Exercise prompt: Leave the pictures out. Return all other data exactly.

Data for this exercise:

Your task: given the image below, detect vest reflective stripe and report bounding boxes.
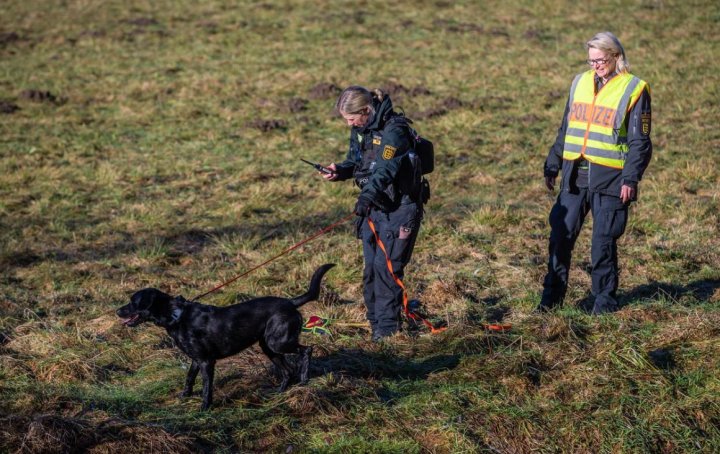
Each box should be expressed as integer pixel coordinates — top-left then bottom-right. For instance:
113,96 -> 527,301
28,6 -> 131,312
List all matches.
566,128 -> 627,145
563,70 -> 647,169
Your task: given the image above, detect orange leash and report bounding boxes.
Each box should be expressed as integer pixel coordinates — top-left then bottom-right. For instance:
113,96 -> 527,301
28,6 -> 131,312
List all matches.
367,216 -> 447,334
190,213 -> 355,301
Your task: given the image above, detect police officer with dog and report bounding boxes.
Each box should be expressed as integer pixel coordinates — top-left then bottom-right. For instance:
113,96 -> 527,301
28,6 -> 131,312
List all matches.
537,32 -> 652,315
322,86 -> 429,341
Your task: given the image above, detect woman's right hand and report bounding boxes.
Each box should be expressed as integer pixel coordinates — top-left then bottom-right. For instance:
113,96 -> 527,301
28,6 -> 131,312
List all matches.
318,162 -> 337,181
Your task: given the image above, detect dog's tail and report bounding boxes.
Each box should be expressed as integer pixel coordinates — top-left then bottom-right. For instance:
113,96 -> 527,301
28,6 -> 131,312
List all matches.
290,263 -> 335,307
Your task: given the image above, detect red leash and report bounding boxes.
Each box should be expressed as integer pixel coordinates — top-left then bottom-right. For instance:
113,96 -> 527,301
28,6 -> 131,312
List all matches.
367,216 -> 447,334
190,213 -> 355,301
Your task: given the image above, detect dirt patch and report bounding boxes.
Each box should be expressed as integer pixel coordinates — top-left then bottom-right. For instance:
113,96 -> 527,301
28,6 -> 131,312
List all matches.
288,98 -> 308,113
250,119 -> 287,132
380,81 -> 432,96
0,101 -> 20,114
0,249 -> 43,268
310,82 -> 342,99
20,90 -> 63,104
415,96 -> 467,120
123,17 -> 160,27
433,19 -> 485,33
0,32 -> 20,46
519,114 -> 540,126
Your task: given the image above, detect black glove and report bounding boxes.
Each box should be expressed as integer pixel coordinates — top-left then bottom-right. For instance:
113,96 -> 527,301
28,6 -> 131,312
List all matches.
354,195 -> 372,216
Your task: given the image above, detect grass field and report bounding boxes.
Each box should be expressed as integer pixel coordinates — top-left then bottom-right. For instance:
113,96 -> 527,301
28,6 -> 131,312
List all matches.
0,0 -> 720,453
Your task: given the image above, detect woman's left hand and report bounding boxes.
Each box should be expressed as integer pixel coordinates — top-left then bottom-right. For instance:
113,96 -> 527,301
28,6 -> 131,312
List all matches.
620,184 -> 637,203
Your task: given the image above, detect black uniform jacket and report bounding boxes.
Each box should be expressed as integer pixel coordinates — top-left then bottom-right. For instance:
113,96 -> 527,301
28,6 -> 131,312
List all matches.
544,72 -> 652,197
336,95 -> 414,211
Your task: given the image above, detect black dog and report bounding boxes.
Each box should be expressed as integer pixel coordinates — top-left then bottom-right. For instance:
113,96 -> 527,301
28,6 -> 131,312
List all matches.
117,264 -> 335,410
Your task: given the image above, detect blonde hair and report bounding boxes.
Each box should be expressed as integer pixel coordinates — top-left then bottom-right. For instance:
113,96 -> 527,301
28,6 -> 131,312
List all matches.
585,32 -> 630,73
335,85 -> 385,115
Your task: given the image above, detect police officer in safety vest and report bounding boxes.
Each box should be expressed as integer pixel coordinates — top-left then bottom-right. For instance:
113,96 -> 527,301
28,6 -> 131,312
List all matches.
323,86 -> 425,341
538,32 -> 652,315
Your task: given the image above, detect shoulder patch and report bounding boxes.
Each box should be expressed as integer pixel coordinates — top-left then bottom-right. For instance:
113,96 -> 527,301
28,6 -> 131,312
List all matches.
640,113 -> 652,136
383,145 -> 397,160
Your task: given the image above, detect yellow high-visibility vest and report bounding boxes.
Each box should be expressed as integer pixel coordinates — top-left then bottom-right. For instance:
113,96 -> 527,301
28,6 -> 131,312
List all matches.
563,69 -> 648,169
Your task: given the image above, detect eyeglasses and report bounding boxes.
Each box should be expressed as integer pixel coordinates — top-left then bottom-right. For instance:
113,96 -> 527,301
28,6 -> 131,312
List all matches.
585,58 -> 610,66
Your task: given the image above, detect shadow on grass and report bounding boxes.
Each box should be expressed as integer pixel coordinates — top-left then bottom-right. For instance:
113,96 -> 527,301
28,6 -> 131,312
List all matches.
310,349 -> 461,380
0,210 -> 354,269
576,279 -> 720,313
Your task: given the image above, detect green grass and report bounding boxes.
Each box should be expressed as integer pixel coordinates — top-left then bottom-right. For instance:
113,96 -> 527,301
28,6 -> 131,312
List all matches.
0,0 -> 720,453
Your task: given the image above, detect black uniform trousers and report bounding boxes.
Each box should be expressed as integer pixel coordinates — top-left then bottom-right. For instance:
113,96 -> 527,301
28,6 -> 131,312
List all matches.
540,188 -> 628,314
358,203 -> 422,338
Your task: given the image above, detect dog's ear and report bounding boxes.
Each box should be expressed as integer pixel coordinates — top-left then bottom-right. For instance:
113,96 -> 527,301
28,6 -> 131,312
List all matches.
130,288 -> 170,312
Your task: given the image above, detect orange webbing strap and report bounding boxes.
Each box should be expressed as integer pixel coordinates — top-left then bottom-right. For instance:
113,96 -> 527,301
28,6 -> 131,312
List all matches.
367,216 -> 446,334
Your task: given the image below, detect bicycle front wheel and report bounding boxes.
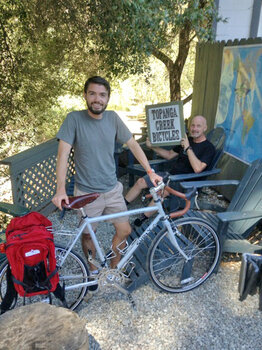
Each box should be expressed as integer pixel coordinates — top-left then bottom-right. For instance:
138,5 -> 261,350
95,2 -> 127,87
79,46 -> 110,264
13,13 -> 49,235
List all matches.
0,245 -> 89,310
147,218 -> 221,293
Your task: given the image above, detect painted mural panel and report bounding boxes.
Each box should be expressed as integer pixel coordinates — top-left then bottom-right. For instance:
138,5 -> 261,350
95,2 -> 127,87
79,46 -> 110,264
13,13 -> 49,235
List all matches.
216,44 -> 262,163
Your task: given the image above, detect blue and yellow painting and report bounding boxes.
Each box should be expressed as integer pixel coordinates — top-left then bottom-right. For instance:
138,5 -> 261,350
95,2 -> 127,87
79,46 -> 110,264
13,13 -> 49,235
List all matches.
216,44 -> 262,163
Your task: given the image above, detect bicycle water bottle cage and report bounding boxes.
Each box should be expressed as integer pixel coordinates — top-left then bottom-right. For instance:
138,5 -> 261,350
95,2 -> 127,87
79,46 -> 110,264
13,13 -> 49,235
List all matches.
62,192 -> 100,209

Result below:
Your task: given the image below, detect vest reflective stripe and report bounding boxes.
Each box should be expressed as integer pixel coordinates — top-left then bottom-right. For instance:
113,96 -> 527,301
28,6 -> 131,312
List all matches.
566,128 -> 627,145
563,70 -> 647,169
Your task: given the image above, detect orange leash and report bounding boxes.
Each box should be expressed as integer pixel coordinates — top-left then bottom-right. For instance:
113,96 -> 527,301
28,6 -> 131,312
List all matches.
367,216 -> 447,334
190,213 -> 355,301
Your task: given the image above, detect police officer with dog and report bounding boxes.
Each box should be expressed as integer pixel coordinates — top-left then bottom-right. For instance:
113,96 -> 527,301
28,6 -> 131,312
List all matches.
537,32 -> 652,315
322,86 -> 429,341
Your task: given the image above, detect woman's right hand and report bounding boxes.
Each box should be expressed as integer pixel coordinates — top-left then bottom-right. For instance:
113,96 -> 527,301
28,6 -> 131,312
List all matches.
318,162 -> 337,181
Your task: given the image above, detect dog's tail and report bounding boxes.
Each box should be expressed as integer pixel coordinates — top-left then bottom-right. For instance:
113,96 -> 527,301
28,6 -> 131,312
List all matches.
290,263 -> 335,307
Your task: given the image above, detect red leash and report bounding boxes.
Each box should be expressed as integer pixel coordinates — top-left then bottom-right. For instance:
113,96 -> 527,301
28,6 -> 131,312
List all matches.
367,216 -> 447,334
190,213 -> 355,301
Your task: given the image above, detect dirt patch and report bounding boxes.
Each box should be expressed as integer pixel coordinates — top-left then bottom-right. For instance:
113,96 -> 527,301
28,6 -> 131,312
List all matches.
288,98 -> 308,113
250,119 -> 287,132
380,81 -> 432,96
0,101 -> 20,114
0,249 -> 43,268
310,82 -> 342,99
20,90 -> 63,104
415,96 -> 467,120
123,17 -> 160,27
433,19 -> 485,33
0,32 -> 20,46
519,114 -> 540,126
Your task: given the image above, detect black glove and report bounding boxes.
Each box should be expressed as integer pixel coordinates — top-left then bottom-right. For instance:
113,96 -> 527,301
28,6 -> 131,312
List all matches.
354,195 -> 372,216
Your task: given the image above, detect grass field and report bounding boxes.
Each box should be expressed as integer pixel coordinates — top-left then bottom-right. For instance:
113,96 -> 527,301
28,6 -> 131,312
List all matches.
0,0 -> 720,453
Your task: given the image above, detect woman's left hand and report bounding boxes.
Each box should be expressed as integer pixel coordinates — top-left then bottom-right. For instance:
113,96 -> 527,301
28,6 -> 131,312
List all matches.
620,184 -> 637,203
Your task: given the image above, detect black uniform jacket and report bounding boxes.
Each box should be expressed as integer pixel coordinates — top-left then bottom-right. For instance:
113,96 -> 527,301
28,6 -> 131,312
List all matches.
544,72 -> 652,197
336,95 -> 414,211
Your task: given the image above, detect black dog and report bounding boxes.
Each box should be expressed as integer pixel coordinates — top-left then bottom-right. For instance:
113,96 -> 527,301
28,6 -> 131,312
List all matches.
117,264 -> 335,410
Your task: given the image above, detect blonde hair and report bounding boxes.
Each box should be expressed as integer pixel coordinates — top-left then bottom-right. For instance:
113,96 -> 527,301
28,6 -> 131,312
List all matches.
585,32 -> 630,73
335,85 -> 385,115
Your task: given the image above, detect police officer in safety vest and report bounding boxes.
Each box should be expressed as integer pixel coordinates — top-left then bottom-right. For instance:
113,96 -> 527,301
28,6 -> 131,312
List all matches.
323,86 -> 425,341
538,32 -> 652,315
Your task: given the image above, detect shoulder patch and report bounding boxes.
Each box should be expressed as integer pixel coordinates — top-left then bottom-right. For instance:
113,96 -> 527,301
28,6 -> 131,312
List all matches.
640,113 -> 652,136
383,145 -> 397,160
Your task: given the image above, detect yellow high-visibility vest and report bounding boxes.
Each box should be expressed as integer pixel coordinates — top-left then bottom-right. For instance:
113,96 -> 527,301
28,6 -> 131,312
List all matches.
563,69 -> 648,169
Your task: given the image above, detect eyeglasses and report bounding boxes.
Each box should be expressed as integer pixel coordinates — top-left then bottom-right. For instance:
113,96 -> 527,301
28,6 -> 131,312
List all matches.
585,58 -> 610,66
Your task: given the image above, detect shadow on grass and report bounding boxes.
Each box should be expressed as integer pixel coordinates — top-left then bottom-right. For instance:
113,96 -> 527,301
28,6 -> 131,312
List all matches.
310,349 -> 461,380
0,210 -> 354,269
576,279 -> 720,313
Your task: given the image above, detect green grass and report bounding boxes.
Each box should be expressed as integer pixel coordinates — top-left then bottom-right. For instance:
113,96 -> 527,301
28,6 -> 131,312
List all matches.
0,0 -> 720,453
Your task: given the image above, detect black uniform trousers and report bounding boxes.
Each box should be expressed as integer pixel coordinates — top-left then bottom-right. For instance:
113,96 -> 527,301
28,6 -> 131,312
List all matches.
540,188 -> 628,314
358,203 -> 422,338
Your task: given the image above, detect dog's ear and report bounding boxes.
Each box should be expressed as integer pixel coordinates — top-left then bottom-right. For instance:
113,96 -> 527,301
28,6 -> 131,312
List all matches.
130,288 -> 170,312
Your task: given the image above, detect orange webbing strap and report bounding boxes.
Each box should be expressed as integer pixel coordinates — top-left then bottom-right. For instance:
113,96 -> 527,301
28,6 -> 131,312
List all matches.
367,216 -> 446,334
Your task: given the image below, detect bicycle front wheel and report bounding boxes.
Each box should be expressed as integer pixel coordinates — top-left then bottom-right. For instance:
138,5 -> 261,350
95,2 -> 127,87
79,46 -> 110,264
13,13 -> 49,235
List all matches.
0,245 -> 89,310
147,218 -> 221,293
Your task: given the image above, detect painted mural panel and report bounding boxes.
Each box should be expressed as integer pixel coordinates — top-left then bottom-right. For instance:
138,5 -> 261,350
95,2 -> 127,87
79,46 -> 110,264
13,13 -> 49,235
List all matches.
216,44 -> 262,163
Your task: given the image above, detect blue and yellow painting and report bounding boxes.
Each box should be expressed as integer pixel coordinates — top-left then bottom-right. For instance:
138,5 -> 261,350
95,2 -> 127,87
79,46 -> 110,264
13,13 -> 49,235
List all matches.
216,44 -> 262,163
Your task: given the image above, detect bicycle water bottle cage and report bounding boxes.
Each box should be expressed as integer pixel coordinates — top-left then bottom-right. For instance:
138,5 -> 261,350
95,2 -> 127,87
79,46 -> 110,264
13,13 -> 49,235
List all matches.
62,192 -> 100,209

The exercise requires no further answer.